── DOCUMENT SECTION ──

The Analysis of Controlled Deformation in Rocks and Soils, translated from Italian Analisi delle Deformazioni Controllate nelle Rocce e nei Suoli (ADECO-RS), also known as The New Italian Tunneling Method (NITM), is a modern tunnel design and construction approach. ADECO-RS was proposed by Pietro Lunardi in the 1980s on the basis of long in-depth research into the stress-strain behavior of more than 1,000 km of tunnel and more than 9,000 faces. In the past few decades, ADECO-RS has been widely used in Italian railway, highway and large underground construction projects and has been incorporated into Italian tunnel design and construction specifications.

───
── STORED DATA ──

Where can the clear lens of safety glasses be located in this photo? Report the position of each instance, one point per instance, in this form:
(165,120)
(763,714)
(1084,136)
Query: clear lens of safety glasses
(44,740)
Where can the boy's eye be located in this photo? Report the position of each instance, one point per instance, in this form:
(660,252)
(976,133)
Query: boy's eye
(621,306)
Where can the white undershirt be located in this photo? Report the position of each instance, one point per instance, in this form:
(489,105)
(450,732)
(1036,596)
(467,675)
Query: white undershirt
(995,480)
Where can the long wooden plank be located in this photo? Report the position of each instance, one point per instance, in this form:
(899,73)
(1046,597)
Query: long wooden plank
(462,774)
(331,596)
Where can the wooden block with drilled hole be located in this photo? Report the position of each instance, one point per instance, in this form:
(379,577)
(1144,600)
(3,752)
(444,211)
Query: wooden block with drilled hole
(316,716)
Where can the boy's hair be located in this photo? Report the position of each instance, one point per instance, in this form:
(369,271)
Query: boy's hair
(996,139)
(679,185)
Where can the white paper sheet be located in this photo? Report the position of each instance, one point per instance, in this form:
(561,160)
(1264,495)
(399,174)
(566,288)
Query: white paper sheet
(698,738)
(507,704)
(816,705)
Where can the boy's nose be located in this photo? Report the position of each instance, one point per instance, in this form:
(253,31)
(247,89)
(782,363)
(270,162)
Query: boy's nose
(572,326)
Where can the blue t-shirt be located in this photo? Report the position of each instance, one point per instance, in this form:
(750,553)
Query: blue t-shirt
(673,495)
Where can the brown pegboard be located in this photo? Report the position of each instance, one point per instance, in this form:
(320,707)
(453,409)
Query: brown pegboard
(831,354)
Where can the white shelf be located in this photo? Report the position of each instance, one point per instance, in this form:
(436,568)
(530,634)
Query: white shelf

───

SET OF TASKS.
**A)** According to the passage on ADECO-RS, who proposed the method?
**B)** Carry on the passage about the ADECO-RS tunneling method from its last sentence.

ANSWERS FOR THIS EXERCISE.
**A)** Pietro Lunardi

**B)**
ADECO- RS is a systematic and full-face mechanized excavation tunneling technology that can be used under various surrounding rock conditions, especially in shallow buried soft formation. Paying attention to the role of advance core is the core philosophy of ADECO-RS. The strength, stability, and sensibility to the deformation of the core medium before tunnel face (same concept as advance core) are playing a vital role during construction of the tunnel. There is a distinct boundary between the design stage and construction stage in the procedure of ADECO-RS, making the possibility of forecasting of the budget and duration of the construction accurate.

ADECO-RS believes the problem of the excavation of tunnels as a three dimensional problem, with attention focused on the three types of deformation: tunnel face (extrusion, pre-convergence) and cavity (convergence).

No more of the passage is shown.